**Your assignment:**
Up to and including the line with "Where can the pink flower", please set down the entries below exactly, starting from the first line.

:::

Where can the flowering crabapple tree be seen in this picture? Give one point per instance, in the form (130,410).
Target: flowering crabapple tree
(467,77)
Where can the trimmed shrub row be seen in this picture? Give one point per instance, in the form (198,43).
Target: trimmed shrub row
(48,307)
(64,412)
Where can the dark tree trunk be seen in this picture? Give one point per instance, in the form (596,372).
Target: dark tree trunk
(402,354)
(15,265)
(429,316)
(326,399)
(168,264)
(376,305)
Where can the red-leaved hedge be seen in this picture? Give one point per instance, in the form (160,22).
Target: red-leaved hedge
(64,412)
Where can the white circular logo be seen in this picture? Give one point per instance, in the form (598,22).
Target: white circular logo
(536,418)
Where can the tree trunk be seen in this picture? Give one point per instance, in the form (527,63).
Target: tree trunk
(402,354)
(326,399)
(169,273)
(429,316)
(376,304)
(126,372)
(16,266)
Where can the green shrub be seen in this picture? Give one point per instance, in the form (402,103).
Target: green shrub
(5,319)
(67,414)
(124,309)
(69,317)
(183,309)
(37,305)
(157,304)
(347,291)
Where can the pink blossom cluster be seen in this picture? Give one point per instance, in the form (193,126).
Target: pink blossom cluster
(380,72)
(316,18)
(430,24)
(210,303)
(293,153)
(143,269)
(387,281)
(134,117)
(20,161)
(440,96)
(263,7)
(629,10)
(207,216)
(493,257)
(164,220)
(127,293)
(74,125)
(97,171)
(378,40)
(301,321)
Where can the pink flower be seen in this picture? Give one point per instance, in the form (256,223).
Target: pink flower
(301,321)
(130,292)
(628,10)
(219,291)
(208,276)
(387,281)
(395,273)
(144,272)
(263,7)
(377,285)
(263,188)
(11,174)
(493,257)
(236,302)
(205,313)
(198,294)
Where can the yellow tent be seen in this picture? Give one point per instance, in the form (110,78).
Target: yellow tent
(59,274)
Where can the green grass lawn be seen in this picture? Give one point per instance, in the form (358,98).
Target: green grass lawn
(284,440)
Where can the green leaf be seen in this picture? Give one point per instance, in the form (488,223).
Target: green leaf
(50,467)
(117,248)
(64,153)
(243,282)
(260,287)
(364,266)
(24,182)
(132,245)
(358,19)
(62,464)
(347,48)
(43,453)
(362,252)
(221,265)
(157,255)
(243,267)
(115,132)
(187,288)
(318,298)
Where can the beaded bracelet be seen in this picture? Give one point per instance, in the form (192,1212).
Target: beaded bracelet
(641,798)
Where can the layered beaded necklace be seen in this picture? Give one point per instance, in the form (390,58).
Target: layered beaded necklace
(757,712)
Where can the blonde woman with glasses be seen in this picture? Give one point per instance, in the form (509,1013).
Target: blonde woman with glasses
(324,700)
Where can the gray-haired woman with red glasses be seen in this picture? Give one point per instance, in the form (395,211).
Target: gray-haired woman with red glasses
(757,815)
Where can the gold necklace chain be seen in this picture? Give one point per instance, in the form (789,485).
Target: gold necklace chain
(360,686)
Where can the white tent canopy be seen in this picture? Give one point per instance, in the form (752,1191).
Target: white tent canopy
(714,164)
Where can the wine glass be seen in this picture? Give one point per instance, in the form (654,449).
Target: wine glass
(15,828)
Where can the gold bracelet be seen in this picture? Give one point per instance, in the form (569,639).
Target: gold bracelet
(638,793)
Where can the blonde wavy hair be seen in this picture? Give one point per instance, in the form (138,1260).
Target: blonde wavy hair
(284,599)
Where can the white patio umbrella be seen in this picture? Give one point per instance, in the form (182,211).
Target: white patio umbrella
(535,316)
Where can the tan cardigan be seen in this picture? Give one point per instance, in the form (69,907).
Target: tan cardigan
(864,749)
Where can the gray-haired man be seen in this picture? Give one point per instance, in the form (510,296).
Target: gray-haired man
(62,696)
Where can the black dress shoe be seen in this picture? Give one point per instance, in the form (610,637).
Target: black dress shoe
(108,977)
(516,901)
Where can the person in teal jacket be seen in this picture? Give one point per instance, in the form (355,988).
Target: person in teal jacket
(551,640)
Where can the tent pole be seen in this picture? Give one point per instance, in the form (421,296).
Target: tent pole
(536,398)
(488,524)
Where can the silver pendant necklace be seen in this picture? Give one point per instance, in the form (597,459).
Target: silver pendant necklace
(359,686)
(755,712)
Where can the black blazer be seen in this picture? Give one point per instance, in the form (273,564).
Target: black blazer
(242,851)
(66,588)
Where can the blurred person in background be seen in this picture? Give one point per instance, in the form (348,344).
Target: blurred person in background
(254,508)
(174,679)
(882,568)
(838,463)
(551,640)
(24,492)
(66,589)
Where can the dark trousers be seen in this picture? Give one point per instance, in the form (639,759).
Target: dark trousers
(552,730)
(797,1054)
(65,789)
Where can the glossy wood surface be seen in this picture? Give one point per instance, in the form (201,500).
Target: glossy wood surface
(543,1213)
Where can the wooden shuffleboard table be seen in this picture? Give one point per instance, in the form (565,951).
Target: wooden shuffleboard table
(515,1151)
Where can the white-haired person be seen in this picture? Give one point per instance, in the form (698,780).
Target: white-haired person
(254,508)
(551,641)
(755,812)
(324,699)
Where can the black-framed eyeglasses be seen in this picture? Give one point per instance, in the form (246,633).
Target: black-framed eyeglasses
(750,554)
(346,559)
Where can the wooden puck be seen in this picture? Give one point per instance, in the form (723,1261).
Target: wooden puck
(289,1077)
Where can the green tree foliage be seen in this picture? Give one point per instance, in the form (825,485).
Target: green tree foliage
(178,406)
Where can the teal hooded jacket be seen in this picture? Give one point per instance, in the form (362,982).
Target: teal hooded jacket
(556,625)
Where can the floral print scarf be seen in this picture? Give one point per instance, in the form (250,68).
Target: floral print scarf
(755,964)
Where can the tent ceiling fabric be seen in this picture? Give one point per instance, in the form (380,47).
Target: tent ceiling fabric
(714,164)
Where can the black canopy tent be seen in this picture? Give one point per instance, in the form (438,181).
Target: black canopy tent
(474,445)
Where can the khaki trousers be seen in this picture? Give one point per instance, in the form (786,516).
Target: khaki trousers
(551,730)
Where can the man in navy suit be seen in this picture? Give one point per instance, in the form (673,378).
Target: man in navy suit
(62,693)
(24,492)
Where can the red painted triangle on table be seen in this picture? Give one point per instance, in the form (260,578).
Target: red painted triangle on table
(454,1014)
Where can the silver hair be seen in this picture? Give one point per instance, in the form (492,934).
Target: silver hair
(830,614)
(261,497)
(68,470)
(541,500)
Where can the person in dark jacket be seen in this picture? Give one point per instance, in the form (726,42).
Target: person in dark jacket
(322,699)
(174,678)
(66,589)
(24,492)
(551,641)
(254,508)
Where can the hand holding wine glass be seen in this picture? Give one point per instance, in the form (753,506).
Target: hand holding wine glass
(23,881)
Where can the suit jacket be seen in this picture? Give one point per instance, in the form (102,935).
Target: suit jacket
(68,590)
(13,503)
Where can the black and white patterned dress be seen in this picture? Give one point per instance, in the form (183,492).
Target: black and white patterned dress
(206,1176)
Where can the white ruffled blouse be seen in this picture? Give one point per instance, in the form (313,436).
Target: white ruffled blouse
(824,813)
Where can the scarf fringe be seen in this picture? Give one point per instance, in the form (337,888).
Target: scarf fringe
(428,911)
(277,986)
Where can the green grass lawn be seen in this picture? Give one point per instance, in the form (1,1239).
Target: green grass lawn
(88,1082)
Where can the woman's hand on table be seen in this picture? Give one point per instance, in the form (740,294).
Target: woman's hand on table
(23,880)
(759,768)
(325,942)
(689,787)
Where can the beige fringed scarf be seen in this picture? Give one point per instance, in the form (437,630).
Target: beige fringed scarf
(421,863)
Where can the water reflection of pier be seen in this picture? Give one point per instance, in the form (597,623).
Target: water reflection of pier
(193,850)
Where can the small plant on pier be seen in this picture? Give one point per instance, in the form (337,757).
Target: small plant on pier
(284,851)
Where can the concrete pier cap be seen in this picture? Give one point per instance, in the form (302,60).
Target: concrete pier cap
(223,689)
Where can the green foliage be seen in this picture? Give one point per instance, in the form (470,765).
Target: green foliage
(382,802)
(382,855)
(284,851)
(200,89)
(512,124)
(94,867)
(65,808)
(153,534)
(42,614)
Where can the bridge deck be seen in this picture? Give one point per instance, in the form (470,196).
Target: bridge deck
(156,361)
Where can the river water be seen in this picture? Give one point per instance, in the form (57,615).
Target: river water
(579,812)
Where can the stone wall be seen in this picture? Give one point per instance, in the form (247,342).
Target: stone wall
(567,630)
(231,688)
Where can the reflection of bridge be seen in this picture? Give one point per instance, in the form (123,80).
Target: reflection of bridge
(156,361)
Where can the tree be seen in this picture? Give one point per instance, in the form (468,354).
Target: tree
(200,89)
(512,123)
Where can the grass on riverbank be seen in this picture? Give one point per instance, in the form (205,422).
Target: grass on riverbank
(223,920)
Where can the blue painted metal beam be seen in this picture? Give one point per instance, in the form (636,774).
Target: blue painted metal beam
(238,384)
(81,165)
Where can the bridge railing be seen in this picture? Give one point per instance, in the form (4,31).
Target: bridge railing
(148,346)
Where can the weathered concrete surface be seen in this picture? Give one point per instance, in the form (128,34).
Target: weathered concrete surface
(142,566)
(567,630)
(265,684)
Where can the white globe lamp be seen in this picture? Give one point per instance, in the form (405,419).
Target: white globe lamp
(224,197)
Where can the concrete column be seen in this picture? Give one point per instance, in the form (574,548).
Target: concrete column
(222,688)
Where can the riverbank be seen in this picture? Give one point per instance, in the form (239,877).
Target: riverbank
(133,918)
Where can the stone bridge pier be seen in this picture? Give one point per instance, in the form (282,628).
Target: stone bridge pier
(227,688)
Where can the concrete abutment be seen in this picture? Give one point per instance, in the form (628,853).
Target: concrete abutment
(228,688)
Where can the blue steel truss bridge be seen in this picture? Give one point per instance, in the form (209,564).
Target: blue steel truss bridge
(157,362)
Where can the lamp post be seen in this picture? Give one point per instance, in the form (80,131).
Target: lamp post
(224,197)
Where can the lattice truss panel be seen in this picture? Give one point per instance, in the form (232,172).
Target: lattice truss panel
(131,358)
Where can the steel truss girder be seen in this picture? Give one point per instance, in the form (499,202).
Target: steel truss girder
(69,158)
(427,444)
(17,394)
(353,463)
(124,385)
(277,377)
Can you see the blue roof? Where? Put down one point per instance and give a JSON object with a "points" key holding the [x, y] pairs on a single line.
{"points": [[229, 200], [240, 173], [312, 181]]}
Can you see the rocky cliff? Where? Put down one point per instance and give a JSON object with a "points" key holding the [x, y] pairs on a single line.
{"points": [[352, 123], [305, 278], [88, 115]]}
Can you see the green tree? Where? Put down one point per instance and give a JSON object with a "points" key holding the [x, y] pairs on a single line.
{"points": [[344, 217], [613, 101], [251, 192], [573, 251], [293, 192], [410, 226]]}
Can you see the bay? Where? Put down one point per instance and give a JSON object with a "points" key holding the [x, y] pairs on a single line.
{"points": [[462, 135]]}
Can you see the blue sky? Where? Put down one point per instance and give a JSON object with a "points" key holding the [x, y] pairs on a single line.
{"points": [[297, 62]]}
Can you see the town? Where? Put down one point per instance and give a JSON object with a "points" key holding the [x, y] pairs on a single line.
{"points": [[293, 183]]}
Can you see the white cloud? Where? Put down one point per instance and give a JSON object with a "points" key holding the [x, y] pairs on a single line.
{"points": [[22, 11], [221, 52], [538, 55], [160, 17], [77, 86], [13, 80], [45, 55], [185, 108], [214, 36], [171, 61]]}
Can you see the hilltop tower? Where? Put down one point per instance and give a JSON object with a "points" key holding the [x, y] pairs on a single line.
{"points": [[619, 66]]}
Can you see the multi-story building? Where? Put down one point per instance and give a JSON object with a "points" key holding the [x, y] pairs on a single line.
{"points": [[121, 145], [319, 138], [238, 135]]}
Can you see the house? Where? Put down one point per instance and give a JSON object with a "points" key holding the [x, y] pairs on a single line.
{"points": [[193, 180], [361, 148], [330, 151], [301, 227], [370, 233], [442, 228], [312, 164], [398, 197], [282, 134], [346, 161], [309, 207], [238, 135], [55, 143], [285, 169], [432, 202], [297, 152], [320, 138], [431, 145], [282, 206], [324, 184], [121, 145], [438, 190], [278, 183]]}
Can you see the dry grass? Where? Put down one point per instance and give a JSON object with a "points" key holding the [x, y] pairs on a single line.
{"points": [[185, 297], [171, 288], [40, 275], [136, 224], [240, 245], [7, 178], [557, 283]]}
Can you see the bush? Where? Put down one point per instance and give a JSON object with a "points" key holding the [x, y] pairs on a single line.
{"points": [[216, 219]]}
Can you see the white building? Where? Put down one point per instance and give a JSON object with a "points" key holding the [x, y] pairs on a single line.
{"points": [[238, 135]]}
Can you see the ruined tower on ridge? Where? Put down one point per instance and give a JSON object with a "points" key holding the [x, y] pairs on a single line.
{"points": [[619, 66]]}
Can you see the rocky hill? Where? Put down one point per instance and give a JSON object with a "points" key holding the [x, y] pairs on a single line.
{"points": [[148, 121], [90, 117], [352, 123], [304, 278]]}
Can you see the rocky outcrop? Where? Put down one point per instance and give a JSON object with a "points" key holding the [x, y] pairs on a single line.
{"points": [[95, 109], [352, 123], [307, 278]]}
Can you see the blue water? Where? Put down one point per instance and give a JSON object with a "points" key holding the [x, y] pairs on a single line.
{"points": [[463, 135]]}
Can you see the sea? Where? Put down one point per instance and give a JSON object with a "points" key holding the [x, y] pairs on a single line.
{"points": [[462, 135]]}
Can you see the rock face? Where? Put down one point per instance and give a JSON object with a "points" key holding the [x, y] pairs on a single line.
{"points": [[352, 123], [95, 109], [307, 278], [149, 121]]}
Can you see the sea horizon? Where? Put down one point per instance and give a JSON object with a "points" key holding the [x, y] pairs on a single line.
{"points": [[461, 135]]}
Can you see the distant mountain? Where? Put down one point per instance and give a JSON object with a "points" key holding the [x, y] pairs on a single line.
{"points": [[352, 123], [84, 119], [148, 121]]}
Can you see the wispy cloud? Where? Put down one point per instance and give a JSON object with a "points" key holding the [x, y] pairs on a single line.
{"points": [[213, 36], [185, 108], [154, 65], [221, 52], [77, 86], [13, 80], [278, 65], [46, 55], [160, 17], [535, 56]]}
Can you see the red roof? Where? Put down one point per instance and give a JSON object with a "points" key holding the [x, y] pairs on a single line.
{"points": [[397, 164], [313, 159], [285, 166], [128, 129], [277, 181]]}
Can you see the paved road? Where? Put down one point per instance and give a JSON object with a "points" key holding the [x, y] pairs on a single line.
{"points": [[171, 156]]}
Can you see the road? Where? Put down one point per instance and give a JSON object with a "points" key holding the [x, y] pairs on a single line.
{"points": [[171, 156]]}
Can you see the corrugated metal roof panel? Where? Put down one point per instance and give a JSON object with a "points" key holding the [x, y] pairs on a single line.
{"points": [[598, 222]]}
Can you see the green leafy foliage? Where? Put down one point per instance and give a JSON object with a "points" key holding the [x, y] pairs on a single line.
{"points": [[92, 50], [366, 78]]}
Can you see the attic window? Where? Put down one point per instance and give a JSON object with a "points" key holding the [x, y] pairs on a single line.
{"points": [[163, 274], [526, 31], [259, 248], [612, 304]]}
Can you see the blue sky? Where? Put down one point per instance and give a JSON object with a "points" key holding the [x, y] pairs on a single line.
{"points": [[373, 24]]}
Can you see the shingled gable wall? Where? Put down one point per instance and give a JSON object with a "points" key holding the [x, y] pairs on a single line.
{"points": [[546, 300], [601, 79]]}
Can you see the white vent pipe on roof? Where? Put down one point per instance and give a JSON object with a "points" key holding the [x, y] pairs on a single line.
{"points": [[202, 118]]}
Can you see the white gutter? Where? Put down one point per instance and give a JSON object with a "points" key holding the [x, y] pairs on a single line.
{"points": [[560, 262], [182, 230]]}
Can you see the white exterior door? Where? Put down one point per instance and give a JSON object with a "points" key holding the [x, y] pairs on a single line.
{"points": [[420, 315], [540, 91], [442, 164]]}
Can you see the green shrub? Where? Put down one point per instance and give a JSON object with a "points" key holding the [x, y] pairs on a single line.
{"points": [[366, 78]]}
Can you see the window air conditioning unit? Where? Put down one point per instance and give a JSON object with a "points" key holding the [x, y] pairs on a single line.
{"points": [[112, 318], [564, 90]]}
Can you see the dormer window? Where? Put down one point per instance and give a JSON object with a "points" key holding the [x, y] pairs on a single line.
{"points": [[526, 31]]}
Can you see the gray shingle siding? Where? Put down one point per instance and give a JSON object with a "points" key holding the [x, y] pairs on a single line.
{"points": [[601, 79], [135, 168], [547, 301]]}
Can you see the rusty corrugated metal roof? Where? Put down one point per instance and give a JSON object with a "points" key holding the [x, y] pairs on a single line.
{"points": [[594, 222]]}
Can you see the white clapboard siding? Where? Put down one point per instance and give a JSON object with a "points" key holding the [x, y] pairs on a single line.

:::

**Completed task:**
Where can the flowering crabapple tree be seen in this picture? Give one point per instance, in the form (130,410).
Target: flowering crabapple tree
(467,77)
Where can the trimmed shrub row be seen in this picture? Give one point per instance, in the form (198,43).
Target: trimmed shrub row
(48,307)
(64,412)
Where can the dark tree trunk be seen in this picture? Give one point per instance, in the form (596,372).
Target: dark tree trunk
(402,354)
(15,265)
(429,316)
(326,399)
(168,264)
(376,305)
Where can the red-leaved hedge be seen in this picture? Give one point per instance, in the form (160,22).
Target: red-leaved hedge
(64,412)
Where can the white circular logo be seen in this picture? Give one point per instance, in the form (598,22).
Target: white circular logo
(536,418)
Where can the tree trunk be seen in this picture? Give one point per instance, in the form (527,63).
Target: tree trunk
(402,354)
(326,399)
(169,273)
(429,316)
(376,304)
(126,372)
(16,266)
Where can the green shrub be seen in this picture? Give one point per instance, in the form (402,103).
Target: green shrub
(5,319)
(67,414)
(124,309)
(69,317)
(183,309)
(37,305)
(157,304)
(347,291)
Where can the pink blossom cluster be seen in this picture? Give one point per instance, in the form (193,126).
Target: pink blossom cluster
(380,72)
(316,18)
(430,24)
(210,303)
(293,153)
(143,269)
(387,281)
(134,117)
(20,161)
(440,96)
(263,7)
(629,10)
(207,216)
(493,257)
(164,220)
(127,293)
(74,125)
(97,171)
(378,40)
(301,321)
Where can the pink flower be seen in this picture? Give one point per instance, in the form (256,223).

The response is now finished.